• TASK TO CARRY OUT: Strip out the pictures and transcribe the records that follow exactly.

BEGIN

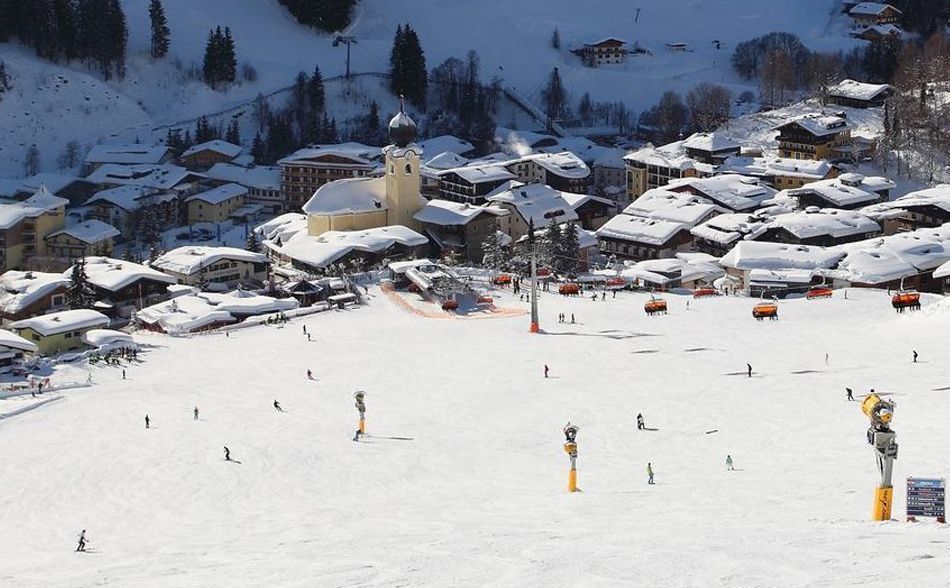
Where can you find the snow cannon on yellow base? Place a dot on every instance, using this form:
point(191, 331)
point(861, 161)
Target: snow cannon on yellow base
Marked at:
point(880, 436)
point(570, 447)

END

• EXERCISE RESULT:
Where can you find the snow cannon on yellow base? Place a dot on every instance, using this form:
point(191, 331)
point(861, 161)
Target: snow cannon on yellow base
Marked at:
point(880, 436)
point(570, 447)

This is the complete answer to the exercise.